Reproduce the records verbatim from their first line through the line that contains "Provide the mask of the decorative", including both ends, and output nothing else.

-- INPUT FOR THIS TASK --
>>>
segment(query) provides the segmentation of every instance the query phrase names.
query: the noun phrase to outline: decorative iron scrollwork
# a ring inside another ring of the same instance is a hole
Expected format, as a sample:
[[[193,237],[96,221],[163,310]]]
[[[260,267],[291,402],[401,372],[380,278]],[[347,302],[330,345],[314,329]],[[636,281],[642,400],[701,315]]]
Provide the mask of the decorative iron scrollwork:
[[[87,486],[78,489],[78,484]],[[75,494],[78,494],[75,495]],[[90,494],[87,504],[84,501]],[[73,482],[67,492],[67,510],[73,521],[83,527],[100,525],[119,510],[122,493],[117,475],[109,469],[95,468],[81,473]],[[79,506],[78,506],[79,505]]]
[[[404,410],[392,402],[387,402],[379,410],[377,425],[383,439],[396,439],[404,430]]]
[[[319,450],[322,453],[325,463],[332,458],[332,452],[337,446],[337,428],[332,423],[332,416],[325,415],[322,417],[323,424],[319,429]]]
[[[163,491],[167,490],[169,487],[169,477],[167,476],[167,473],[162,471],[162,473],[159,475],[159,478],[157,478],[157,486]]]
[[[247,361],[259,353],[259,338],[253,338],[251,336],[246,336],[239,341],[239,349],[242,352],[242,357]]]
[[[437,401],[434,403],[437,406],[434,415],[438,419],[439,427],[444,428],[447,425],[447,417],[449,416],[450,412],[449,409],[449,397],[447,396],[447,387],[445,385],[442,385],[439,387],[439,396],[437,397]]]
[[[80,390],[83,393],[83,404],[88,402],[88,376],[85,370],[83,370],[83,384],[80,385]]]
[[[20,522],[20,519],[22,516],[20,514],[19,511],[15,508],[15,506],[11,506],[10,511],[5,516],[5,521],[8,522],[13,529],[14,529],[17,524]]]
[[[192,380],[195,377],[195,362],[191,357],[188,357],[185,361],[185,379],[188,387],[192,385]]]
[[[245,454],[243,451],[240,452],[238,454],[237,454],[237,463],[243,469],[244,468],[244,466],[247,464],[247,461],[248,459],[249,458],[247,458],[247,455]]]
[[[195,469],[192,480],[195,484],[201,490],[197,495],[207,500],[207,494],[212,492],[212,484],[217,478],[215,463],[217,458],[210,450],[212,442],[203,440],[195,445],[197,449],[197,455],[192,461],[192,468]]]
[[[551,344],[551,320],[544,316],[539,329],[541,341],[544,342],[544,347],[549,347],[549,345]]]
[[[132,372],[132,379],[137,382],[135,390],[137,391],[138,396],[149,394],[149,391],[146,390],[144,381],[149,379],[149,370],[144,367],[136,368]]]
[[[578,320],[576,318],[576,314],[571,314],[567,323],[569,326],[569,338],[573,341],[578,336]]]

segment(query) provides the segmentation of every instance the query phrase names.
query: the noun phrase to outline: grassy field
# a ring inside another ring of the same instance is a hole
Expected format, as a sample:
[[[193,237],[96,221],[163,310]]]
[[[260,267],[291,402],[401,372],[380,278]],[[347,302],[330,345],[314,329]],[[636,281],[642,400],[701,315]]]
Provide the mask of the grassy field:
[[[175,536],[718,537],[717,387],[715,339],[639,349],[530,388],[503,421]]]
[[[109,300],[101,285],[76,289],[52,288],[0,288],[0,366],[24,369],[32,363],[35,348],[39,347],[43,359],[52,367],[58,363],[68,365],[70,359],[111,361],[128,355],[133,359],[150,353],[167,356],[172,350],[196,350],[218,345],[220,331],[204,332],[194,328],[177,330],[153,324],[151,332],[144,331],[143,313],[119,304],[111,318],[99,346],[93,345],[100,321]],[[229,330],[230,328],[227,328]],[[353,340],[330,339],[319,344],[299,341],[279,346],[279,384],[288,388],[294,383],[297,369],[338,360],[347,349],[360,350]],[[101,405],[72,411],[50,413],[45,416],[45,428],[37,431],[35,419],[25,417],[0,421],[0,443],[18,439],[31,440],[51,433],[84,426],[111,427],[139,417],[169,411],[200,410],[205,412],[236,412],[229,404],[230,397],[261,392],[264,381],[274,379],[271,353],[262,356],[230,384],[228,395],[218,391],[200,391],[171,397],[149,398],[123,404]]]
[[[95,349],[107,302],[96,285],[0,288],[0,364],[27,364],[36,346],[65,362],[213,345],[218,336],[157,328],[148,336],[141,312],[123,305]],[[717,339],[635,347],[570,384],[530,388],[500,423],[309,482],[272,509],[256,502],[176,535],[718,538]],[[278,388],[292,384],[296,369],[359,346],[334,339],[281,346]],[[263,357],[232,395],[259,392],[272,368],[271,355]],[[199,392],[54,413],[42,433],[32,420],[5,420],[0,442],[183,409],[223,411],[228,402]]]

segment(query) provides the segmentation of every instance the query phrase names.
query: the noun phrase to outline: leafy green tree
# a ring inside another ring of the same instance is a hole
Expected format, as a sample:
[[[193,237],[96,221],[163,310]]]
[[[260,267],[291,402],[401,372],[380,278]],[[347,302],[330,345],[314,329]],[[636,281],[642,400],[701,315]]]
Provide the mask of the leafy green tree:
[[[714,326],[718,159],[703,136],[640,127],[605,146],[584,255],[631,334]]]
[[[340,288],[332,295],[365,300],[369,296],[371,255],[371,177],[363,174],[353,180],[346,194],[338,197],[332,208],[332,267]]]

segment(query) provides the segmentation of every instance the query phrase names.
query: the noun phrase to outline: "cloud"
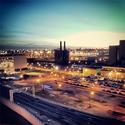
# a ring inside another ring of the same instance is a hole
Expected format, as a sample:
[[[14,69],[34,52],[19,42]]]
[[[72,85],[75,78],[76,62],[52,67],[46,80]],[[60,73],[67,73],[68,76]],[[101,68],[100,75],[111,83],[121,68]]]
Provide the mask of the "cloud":
[[[68,41],[69,46],[79,47],[108,47],[118,44],[121,39],[125,39],[125,32],[88,31],[60,38]]]

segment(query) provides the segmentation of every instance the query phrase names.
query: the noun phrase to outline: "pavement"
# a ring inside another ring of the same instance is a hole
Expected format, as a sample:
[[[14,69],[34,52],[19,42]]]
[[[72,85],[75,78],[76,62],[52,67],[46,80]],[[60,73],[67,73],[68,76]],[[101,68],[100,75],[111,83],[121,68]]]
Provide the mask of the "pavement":
[[[36,112],[36,117],[41,121],[43,116],[48,118],[48,125],[54,121],[54,125],[124,125],[124,122],[97,117],[74,109],[66,108],[57,104],[34,98],[23,92],[14,93],[14,102],[28,107]],[[30,110],[29,110],[30,111]]]

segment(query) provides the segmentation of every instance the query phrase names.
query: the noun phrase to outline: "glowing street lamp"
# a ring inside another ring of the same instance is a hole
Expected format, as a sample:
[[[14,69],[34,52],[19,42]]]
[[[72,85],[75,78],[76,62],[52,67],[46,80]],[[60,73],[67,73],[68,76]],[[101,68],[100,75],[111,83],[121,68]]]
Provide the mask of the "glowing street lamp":
[[[91,96],[93,96],[94,94],[95,94],[94,91],[91,91],[91,92],[89,93],[89,108],[91,107]]]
<<<
-- SOLUTION TO THIS PROBLEM --
segment(query) provides the segmentation of every instance the query phrase names.
query: the noun phrase to outline: decorative iron scrollwork
# a ring inside another ring of the same instance is a hole
Expected format, as a sample:
[[[193,237],[96,221],[163,310]]]
[[[260,267],[291,402],[401,372],[380,278]],[[347,302],[330,345],[314,329]],[[636,281],[642,400],[701,315]]]
Provide the mask of the decorative iron scrollwork:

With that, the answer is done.